**Task to carry out:** Rescale everything from the line containing "instance of white" down to the end of the records, restating the requests unchanged and multiplying every box coordinate in the answers by 0.35. Round each result to a whole number, with halves going up.

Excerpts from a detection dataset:
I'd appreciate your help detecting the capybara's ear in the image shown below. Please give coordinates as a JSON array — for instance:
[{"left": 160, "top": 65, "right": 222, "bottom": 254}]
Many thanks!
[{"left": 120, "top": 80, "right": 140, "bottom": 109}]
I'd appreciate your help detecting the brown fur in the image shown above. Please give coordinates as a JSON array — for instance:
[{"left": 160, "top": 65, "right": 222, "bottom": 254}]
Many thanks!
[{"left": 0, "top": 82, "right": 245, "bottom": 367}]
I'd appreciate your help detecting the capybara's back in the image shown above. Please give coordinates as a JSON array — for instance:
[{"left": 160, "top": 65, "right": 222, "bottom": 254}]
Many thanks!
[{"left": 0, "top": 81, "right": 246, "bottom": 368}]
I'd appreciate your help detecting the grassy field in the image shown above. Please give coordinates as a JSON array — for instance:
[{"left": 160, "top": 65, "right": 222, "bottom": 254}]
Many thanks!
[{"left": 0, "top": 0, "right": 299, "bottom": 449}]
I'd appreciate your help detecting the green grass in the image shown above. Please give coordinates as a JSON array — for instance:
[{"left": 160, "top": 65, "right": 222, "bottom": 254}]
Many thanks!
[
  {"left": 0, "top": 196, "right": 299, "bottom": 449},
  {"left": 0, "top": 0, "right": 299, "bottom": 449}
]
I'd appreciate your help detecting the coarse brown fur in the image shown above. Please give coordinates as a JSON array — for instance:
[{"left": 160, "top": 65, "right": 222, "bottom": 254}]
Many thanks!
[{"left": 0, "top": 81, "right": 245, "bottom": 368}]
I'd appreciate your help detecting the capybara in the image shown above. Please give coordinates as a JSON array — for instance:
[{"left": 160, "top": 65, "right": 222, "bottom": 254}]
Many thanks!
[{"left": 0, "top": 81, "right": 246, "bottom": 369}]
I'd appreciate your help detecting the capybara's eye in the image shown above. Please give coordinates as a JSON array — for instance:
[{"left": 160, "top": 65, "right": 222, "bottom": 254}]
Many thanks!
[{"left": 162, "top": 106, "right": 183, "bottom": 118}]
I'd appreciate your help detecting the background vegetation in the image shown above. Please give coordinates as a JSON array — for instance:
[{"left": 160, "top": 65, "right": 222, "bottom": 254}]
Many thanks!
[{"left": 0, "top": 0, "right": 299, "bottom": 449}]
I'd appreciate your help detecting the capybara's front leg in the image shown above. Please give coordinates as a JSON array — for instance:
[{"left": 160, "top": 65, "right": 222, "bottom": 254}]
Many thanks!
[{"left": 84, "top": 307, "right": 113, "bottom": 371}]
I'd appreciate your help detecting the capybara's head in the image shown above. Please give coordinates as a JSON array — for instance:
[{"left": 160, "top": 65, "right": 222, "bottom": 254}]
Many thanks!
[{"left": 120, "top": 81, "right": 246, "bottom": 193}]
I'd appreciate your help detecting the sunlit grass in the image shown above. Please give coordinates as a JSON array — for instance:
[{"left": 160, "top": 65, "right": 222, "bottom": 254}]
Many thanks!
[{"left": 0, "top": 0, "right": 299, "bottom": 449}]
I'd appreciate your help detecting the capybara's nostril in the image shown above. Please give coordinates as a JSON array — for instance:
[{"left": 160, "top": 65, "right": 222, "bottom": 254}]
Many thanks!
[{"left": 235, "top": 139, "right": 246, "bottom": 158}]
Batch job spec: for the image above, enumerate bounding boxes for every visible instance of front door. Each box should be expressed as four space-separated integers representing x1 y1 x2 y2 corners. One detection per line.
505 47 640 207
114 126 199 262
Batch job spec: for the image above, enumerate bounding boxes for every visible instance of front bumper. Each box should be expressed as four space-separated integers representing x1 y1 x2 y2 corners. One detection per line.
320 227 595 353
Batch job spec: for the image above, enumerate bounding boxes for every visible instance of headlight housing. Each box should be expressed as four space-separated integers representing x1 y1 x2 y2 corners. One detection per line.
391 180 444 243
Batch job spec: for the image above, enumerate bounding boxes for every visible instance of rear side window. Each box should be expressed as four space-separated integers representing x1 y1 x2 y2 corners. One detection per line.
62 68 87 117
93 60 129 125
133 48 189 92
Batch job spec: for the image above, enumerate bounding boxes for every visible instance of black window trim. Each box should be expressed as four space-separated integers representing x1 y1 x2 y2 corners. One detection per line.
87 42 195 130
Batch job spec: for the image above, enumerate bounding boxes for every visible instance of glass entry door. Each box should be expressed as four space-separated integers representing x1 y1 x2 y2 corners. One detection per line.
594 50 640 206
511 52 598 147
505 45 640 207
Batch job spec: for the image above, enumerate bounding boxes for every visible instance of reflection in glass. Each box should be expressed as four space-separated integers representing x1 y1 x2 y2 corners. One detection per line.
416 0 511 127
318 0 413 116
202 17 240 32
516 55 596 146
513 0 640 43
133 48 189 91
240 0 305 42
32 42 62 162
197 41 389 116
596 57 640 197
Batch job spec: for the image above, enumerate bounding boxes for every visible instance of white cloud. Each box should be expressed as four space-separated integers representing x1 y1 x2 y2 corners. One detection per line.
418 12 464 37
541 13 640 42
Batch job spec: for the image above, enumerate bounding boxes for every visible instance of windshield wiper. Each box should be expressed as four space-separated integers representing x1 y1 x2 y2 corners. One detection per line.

**Task result:**
Batch job spec: for the image above, enumerate bounding boxes for every visible instance of white cloud. Each box should be expressed as four space-separated integers representing x1 y1 x2 y2 corners. One detection per line.
146 4 162 13
189 5 224 15
Batch job spec: for the image above, enumerate bounding boxes for every visible instance of windshield wiper. Each box should be expressed as four space-separated integers representing x1 y1 x2 y2 corners. One detection per line.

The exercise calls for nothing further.